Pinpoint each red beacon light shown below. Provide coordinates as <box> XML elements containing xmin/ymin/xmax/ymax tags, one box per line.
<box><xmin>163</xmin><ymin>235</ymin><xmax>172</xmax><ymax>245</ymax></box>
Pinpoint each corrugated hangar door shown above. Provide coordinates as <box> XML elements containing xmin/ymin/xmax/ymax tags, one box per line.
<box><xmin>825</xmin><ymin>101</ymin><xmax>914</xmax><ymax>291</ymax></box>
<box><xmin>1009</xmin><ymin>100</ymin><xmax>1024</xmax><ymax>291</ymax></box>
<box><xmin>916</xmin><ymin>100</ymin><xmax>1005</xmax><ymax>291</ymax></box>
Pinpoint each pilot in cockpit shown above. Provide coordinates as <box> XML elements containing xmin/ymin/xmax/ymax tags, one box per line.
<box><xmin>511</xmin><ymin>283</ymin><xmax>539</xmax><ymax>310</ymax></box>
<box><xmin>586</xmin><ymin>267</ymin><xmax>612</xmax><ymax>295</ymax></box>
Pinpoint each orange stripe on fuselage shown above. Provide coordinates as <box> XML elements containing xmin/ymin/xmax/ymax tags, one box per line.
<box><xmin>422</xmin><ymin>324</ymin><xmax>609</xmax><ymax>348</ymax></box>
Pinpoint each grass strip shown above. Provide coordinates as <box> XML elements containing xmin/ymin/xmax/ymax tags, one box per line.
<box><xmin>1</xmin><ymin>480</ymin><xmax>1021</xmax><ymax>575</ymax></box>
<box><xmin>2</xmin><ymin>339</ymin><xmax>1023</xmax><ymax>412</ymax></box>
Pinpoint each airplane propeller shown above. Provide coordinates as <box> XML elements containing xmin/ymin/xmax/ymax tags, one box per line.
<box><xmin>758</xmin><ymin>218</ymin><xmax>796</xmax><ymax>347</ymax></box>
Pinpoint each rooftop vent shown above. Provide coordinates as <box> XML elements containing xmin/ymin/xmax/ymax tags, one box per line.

## WHAT NEEDS TO BE DONE
All lines above should be output verbatim.

## SOLUTION BELOW
Pinpoint each red beacon light shown below. Provide coordinates as <box> XML elements containing xmin/ymin/xmax/ymax tags, one box per line.
<box><xmin>163</xmin><ymin>235</ymin><xmax>172</xmax><ymax>245</ymax></box>
Pinpoint each corrugated hangar door shown above. Provide coordinates as <box> XML elements containing xmin/ymin/xmax/ymax tags, one box per line.
<box><xmin>825</xmin><ymin>101</ymin><xmax>914</xmax><ymax>291</ymax></box>
<box><xmin>1009</xmin><ymin>100</ymin><xmax>1024</xmax><ymax>291</ymax></box>
<box><xmin>916</xmin><ymin>100</ymin><xmax>1005</xmax><ymax>291</ymax></box>
Pinpoint each pilot in cockpit shown above. Provide coordinates as <box> XML elements containing xmin/ymin/xmax/ymax tags, one box per line.
<box><xmin>511</xmin><ymin>283</ymin><xmax>539</xmax><ymax>310</ymax></box>
<box><xmin>586</xmin><ymin>267</ymin><xmax>612</xmax><ymax>295</ymax></box>
Pinpoint each orange stripe on fuselage shown above. Provide coordinates as <box> XML elements containing xmin/ymin/xmax/ymax tags, one box per line.
<box><xmin>422</xmin><ymin>324</ymin><xmax>609</xmax><ymax>348</ymax></box>
Pinpoint each grass strip shown above. Provide coordinates as <box> XML elements containing xmin/ymin/xmax/ymax tags, one box per line.
<box><xmin>1</xmin><ymin>480</ymin><xmax>1021</xmax><ymax>575</ymax></box>
<box><xmin>2</xmin><ymin>339</ymin><xmax>1023</xmax><ymax>412</ymax></box>
Pinpoint each airplane propeller shown above. Provide coordinates as <box> XML elements containing xmin/ymin/xmax/ymax tags, one box per line.
<box><xmin>758</xmin><ymin>218</ymin><xmax>796</xmax><ymax>347</ymax></box>
Pinpoint each rooftop vent shown above. Provide coordinates as <box> XML elements containing xmin/ymin/xmax/ymax tags, one box per line.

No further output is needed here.